Type out every line below exactly as it reads.

+ + + + + + +

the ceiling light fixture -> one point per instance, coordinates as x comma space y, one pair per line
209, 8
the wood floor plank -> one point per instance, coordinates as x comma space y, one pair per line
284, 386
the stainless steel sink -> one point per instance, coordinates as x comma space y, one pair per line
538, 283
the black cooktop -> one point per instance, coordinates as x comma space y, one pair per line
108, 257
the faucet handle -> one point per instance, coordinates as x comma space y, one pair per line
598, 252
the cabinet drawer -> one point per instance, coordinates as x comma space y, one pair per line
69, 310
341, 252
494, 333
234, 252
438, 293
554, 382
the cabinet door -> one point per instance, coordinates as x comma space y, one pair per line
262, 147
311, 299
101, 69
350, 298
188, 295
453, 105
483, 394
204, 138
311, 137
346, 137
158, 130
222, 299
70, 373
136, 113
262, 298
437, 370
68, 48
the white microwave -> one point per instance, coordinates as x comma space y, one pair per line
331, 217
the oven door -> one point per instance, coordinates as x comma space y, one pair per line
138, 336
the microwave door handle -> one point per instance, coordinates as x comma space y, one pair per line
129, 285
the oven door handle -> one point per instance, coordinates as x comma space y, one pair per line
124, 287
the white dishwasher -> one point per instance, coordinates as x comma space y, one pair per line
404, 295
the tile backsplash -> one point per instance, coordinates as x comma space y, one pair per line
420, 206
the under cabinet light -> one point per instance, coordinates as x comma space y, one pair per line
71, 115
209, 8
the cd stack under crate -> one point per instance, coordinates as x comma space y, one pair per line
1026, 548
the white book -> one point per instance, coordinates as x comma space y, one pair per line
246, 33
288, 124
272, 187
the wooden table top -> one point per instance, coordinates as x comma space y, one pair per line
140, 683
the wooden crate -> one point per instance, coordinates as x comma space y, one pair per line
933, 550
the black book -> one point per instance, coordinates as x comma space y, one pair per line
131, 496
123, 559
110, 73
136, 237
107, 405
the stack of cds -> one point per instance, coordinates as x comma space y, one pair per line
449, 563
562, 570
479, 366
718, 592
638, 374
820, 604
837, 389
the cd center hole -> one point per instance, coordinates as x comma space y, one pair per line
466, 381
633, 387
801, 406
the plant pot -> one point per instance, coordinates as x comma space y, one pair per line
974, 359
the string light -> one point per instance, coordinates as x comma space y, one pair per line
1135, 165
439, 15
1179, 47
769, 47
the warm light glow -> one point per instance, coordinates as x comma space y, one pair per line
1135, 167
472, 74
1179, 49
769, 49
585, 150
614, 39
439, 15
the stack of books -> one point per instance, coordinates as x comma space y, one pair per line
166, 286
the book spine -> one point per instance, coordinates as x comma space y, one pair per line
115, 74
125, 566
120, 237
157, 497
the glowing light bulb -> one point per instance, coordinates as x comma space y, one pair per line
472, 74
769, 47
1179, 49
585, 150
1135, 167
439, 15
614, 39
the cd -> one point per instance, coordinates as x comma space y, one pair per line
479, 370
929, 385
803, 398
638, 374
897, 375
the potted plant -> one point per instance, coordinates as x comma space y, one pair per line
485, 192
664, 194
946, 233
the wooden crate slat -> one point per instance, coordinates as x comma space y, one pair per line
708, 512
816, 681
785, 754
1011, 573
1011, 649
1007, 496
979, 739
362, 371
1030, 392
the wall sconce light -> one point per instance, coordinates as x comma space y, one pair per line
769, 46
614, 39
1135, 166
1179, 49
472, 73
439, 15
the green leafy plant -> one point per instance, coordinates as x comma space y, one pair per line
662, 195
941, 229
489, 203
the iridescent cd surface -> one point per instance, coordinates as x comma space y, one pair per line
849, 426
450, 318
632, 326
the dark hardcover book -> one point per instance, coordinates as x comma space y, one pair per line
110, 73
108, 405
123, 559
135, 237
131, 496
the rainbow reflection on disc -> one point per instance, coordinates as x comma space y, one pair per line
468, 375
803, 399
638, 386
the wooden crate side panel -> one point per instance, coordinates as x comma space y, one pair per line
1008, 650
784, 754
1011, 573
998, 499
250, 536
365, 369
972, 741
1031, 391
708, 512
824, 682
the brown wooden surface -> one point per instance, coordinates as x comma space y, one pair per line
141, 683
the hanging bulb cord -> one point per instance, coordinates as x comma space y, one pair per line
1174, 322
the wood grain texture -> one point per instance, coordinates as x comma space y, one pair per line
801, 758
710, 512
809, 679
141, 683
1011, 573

+ + + + + + +

_ANSWER TO THE EXERCISE_:
the ceiling light fixture -> one point per instance, coordinates as x comma space y, one pair per line
209, 8
the wood floor plank -> one point per instance, coordinates as x comma space y, one pair per line
284, 386
the stainless steel sink -> one point per instance, coordinates as x comma space y, one pair per line
538, 283
the black cooktop -> one point per instance, coordinates as x comma space y, one pair per line
108, 257
the faucet handle -> one point per instance, coordinates as x comma space y, one pair per line
598, 252
the cabinet drawer -> one point per instance, coordinates as x comma space y, one pair per line
69, 310
341, 252
494, 333
234, 252
438, 293
554, 382
the cabinet door -> one point per instance, coordinates as x comma space y, one pair per line
262, 147
311, 299
101, 69
350, 298
188, 295
453, 105
483, 394
204, 138
311, 137
346, 137
158, 130
222, 299
70, 373
136, 113
262, 298
437, 370
68, 48
the white microwave -> one point per instance, coordinates as x comma space y, one pair per line
331, 217
the oven door -> one point per instance, coordinates as x comma space y, one pair per line
138, 336
the microwave door handle -> one point per instance, coordinates as x comma space y, one pair per line
129, 285
the oven door handle -> one point per instance, coordinates as x comma space y, one pair per line
124, 287
the white dishwasher -> one point per instance, coordinates as x comma space y, one pair per line
404, 295
the tile backsplash -> one point per instance, coordinates as x comma space y, one pair per line
420, 206
the under cabinet light -> one point per instance, coordinates as x comma space y, one pair per line
71, 115
209, 8
the cd stack under crate -> one point per instance, coordinates as x comma space y, one pair per line
1026, 548
the white book -> one point per instance, coordinates as x comma space y, one pair per line
246, 33
288, 124
272, 187
the wooden table top -> one point per instance, coordinates as x comma space y, one pair per line
140, 683
the wooden crate -> one point per instance, coordinates as x comma space y, one pair per line
933, 550
the black book -> one point per instance, coordinates as x comma space y, one pair per line
131, 496
123, 559
110, 73
136, 237
107, 405
the stack of cds -> one point per instance, coordinates as x comma space y, one pair per line
449, 563
562, 570
479, 366
718, 592
638, 374
820, 604
837, 389
the cd center hole -> one point per instance, coordinates as x comma space y, one pair per line
466, 381
633, 387
801, 406
the plant pot -> one point per instance, coordinates as x comma space y, one pair per line
974, 359
the string light -> one point per instance, coordinates as x comma space y, one pair per line
1135, 165
439, 15
1179, 47
769, 47
the warm light glow -> one point per instance, coordinates as x comma space y, one pair per line
1135, 167
472, 74
1179, 49
769, 49
585, 150
614, 39
439, 15
the stack of books -> one point per instance, coordinates as x comma space y, one pair per line
166, 286
the book spine -> one point per instance, coordinates as x comma space y, one pair per line
115, 74
125, 566
120, 237
157, 497
the glowing light bulb -> one point per instance, coordinates as x comma space y, one pair per line
472, 74
769, 47
1179, 49
585, 150
1135, 167
439, 15
614, 39
the cd -> one point per instance, coordinates as x comma space y, one pair per line
479, 370
929, 385
803, 398
638, 374
897, 375
the potted plant -> one point per instance, coordinates as x comma space y, one pair per line
485, 192
664, 194
946, 233
the wooden crate slat -> one point per instance, coordinates as x comma space y, one pair per line
708, 512
816, 681
785, 754
1011, 573
1011, 649
1007, 496
979, 739
362, 371
1030, 392
the wall sconce light -> one point per instance, coordinates as x comma space y, one pair per line
769, 46
614, 39
1135, 166
1179, 49
472, 73
439, 15
the green leafy plant -> one point per instance, coordinates as x comma space y, one pair per line
662, 195
941, 229
489, 203
the iridescent cd surface -> one point per instance, coordinates as x comma space y, one pair per line
849, 426
450, 318
632, 326
the dark hardcover book -> one point per instance, coordinates as x comma space y, one pair per line
110, 73
108, 405
123, 559
135, 237
131, 496
the rainbow reflection on disc -> one point per instance, coordinates as x comma space y, one pair per line
468, 375
803, 399
638, 386
the wooden crate side panel -> one point per instance, coordinates as x comma space y, one pair per line
1008, 650
784, 754
1011, 573
998, 499
250, 536
365, 369
972, 741
1031, 391
708, 512
824, 682
the brown wooden surface -> one point per instance, coordinates as x comma space y, one pair per line
141, 683
the hanging bulb cord -> one point per instance, coordinates as x comma space y, one pair per line
1174, 322
the wood grain texture -> one point per instance, coordinates as x comma space y, one pair per line
801, 758
710, 512
809, 679
141, 683
1011, 573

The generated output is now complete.